Aim: Starting at the beginning of the data and ending at the line containing "[56,142,156,164]", write out every line again, keeping the class and instruction lines unchanged. In each bounding box, shift every coordinate up by 125.

--- BEGIN Given records ---

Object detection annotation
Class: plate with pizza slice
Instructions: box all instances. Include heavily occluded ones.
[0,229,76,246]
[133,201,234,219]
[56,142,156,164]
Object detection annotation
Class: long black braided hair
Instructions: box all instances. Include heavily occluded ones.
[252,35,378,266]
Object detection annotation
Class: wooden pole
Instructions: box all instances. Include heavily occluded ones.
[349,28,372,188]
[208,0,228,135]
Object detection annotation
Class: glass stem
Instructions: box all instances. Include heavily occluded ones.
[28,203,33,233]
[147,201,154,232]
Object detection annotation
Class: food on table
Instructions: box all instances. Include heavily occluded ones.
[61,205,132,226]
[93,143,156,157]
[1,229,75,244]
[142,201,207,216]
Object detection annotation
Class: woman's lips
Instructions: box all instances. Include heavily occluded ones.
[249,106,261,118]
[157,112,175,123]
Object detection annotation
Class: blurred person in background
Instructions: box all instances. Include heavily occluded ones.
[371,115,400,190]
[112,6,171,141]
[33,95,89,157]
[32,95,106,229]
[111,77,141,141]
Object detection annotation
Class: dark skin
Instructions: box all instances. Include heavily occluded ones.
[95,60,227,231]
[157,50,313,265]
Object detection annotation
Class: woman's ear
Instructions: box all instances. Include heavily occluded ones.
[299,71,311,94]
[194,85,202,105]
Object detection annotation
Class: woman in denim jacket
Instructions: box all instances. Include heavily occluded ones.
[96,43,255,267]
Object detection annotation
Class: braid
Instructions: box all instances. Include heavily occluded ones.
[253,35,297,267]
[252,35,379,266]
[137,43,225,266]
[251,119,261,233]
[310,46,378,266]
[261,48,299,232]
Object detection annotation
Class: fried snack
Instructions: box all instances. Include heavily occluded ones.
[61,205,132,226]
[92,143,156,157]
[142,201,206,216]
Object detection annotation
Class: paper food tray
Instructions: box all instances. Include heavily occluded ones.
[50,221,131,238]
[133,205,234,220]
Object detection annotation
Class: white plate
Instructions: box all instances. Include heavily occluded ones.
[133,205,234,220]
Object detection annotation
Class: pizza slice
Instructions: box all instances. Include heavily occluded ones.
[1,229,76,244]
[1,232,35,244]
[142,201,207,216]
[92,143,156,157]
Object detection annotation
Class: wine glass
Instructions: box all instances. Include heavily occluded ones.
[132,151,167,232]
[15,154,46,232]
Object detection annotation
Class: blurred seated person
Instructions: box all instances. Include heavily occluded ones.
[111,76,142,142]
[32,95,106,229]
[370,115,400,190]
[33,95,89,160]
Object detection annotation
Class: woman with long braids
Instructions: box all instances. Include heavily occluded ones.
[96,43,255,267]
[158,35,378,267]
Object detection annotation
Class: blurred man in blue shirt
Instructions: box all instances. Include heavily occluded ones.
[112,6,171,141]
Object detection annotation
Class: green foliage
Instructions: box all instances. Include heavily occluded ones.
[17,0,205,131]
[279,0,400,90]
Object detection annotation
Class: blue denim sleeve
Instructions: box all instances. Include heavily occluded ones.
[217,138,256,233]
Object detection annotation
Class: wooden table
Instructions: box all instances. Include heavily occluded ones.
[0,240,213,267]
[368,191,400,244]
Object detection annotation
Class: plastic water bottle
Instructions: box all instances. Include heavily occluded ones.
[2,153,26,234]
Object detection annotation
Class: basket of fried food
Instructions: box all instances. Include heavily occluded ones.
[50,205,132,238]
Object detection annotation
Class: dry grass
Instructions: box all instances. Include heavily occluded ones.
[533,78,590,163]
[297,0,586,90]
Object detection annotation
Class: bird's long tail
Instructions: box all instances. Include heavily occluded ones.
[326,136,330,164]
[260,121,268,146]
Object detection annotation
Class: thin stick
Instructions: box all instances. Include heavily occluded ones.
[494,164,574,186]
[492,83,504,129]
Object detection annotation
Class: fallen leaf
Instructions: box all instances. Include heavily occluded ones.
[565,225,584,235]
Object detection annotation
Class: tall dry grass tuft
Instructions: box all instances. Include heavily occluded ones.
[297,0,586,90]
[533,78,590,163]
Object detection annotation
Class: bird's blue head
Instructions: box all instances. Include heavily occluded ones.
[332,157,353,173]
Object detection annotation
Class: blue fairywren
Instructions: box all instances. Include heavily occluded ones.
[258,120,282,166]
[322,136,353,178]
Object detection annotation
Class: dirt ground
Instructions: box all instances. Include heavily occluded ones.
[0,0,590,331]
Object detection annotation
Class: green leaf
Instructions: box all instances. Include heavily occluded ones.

--- END Given records ---

Exercise response:
Object detection annotation
Class: plate with pizza slice
Instructions: box all instances. Include heavily occluded ones.
[125,354,201,371]
[258,326,359,344]
[181,267,281,289]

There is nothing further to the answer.